(DATA EXTRACTS)
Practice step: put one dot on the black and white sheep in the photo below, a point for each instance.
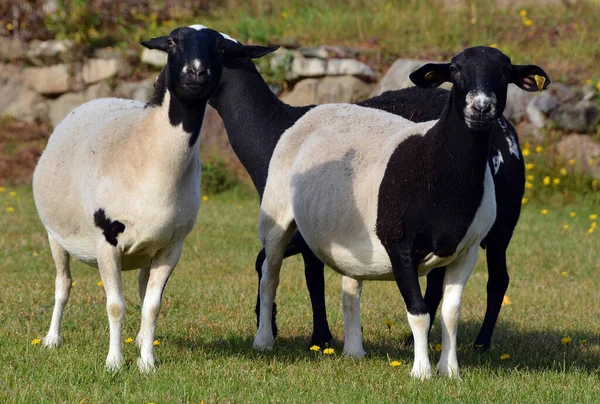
(255, 119)
(118, 185)
(379, 197)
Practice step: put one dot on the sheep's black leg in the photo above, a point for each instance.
(405, 269)
(433, 296)
(315, 281)
(496, 288)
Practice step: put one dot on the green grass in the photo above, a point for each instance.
(207, 323)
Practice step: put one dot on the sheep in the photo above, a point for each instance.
(118, 185)
(392, 207)
(255, 119)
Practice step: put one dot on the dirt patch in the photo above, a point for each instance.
(21, 145)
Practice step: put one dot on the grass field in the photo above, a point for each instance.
(207, 323)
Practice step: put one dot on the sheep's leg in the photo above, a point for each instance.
(457, 274)
(161, 268)
(275, 237)
(405, 269)
(143, 283)
(109, 264)
(433, 296)
(351, 291)
(496, 288)
(61, 291)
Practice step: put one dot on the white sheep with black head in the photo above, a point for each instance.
(118, 185)
(393, 206)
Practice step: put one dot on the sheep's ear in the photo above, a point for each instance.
(431, 75)
(238, 51)
(161, 43)
(529, 77)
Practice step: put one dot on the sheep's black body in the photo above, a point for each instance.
(255, 126)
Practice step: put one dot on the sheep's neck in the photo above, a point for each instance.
(253, 116)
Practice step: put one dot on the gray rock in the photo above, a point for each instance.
(49, 80)
(584, 150)
(136, 90)
(581, 117)
(47, 52)
(396, 78)
(327, 90)
(154, 57)
(95, 69)
(539, 107)
(12, 48)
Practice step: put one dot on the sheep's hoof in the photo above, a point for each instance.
(420, 372)
(114, 363)
(52, 341)
(146, 367)
(263, 344)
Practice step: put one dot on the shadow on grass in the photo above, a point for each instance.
(535, 350)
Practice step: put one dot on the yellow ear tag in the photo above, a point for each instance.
(540, 81)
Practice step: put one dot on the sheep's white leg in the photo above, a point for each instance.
(109, 265)
(351, 291)
(61, 291)
(275, 237)
(456, 277)
(162, 267)
(142, 283)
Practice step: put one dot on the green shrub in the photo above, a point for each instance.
(217, 177)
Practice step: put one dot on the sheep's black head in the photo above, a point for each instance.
(480, 77)
(196, 56)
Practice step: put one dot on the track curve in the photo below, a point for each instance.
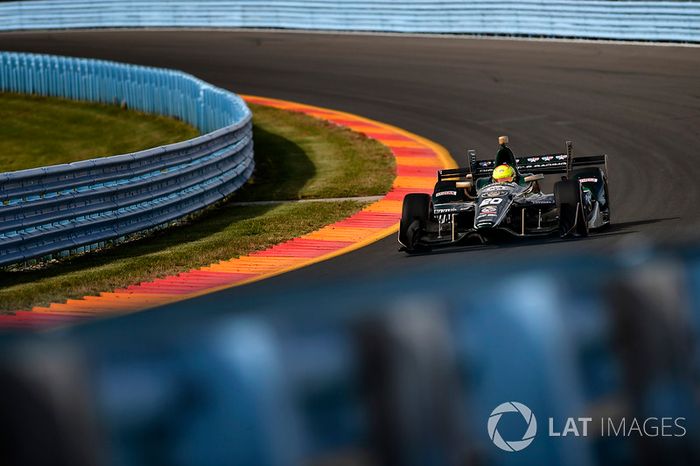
(End DATA EXTRACTS)
WORK ORDER
Repeat all entries exactly. Skip the pictures.

REPLY
Practice step: put one dot on the black and white sheep in the photo below, a point for each instance.
(255, 119)
(118, 185)
(379, 197)
Practice step: put one dot on the sheep's black leg in the photo above, a point for each instance.
(405, 269)
(433, 296)
(315, 281)
(496, 288)
Practice step: put one dot on the green grass in the photo above, a point for each instance.
(207, 323)
Practice step: put one dot on the sheep in the photo above, a point for each instance.
(118, 185)
(392, 207)
(255, 119)
Practice step: put one dot on the dirt patch in the photo above, a point for each instance.
(21, 145)
Practice step: put one dot on the grass field in the photo above, a point for each instance.
(207, 323)
Practice step: put one dot on the sheep's leg in the photo above, a point for each instance.
(457, 274)
(161, 268)
(275, 237)
(405, 269)
(143, 283)
(109, 264)
(433, 296)
(351, 291)
(496, 288)
(61, 291)
Practice step: put one dot on the white sheep with black head in the photo above, a point for each instance.
(118, 185)
(393, 206)
Practice step: put one dot on the sheep's ear in the photo above, a point for each instance.
(431, 75)
(238, 51)
(161, 43)
(529, 77)
Practice step: put one dot on the sheep's black body in the photo above, a point for each instance.
(255, 126)
Practice step: put one dot on the sheep's neck in the photo above, a point for each instance.
(253, 116)
Practice step: put one dot on the gray rock in the photo above, a point for each instance.
(49, 80)
(584, 150)
(136, 90)
(581, 117)
(47, 52)
(396, 78)
(327, 90)
(154, 57)
(95, 69)
(539, 107)
(12, 48)
Practice step: put one dot on the sheep's hoof in the photo above, a point for each instance.
(420, 372)
(114, 363)
(52, 341)
(146, 367)
(263, 344)
Practice step: put one dot on the shadow on grass in the photo above, a point for each instance.
(535, 350)
Practice step: put one dot on the yellow ear tag in the photo above, a point for each instance.
(540, 81)
Practice step: put one dot on the sheep's white leg in the photo above, a point for each instance.
(109, 265)
(351, 291)
(61, 291)
(275, 237)
(456, 277)
(162, 267)
(142, 283)
Practice step: put one dot on the green shrub in the photo above, a point for each instance.
(217, 177)
Practice step: put one dot on the sheep's black head in the photo above, a point for each instance.
(480, 77)
(196, 56)
Practice step: put one dot on the track curve in the photo below, a point for each instance.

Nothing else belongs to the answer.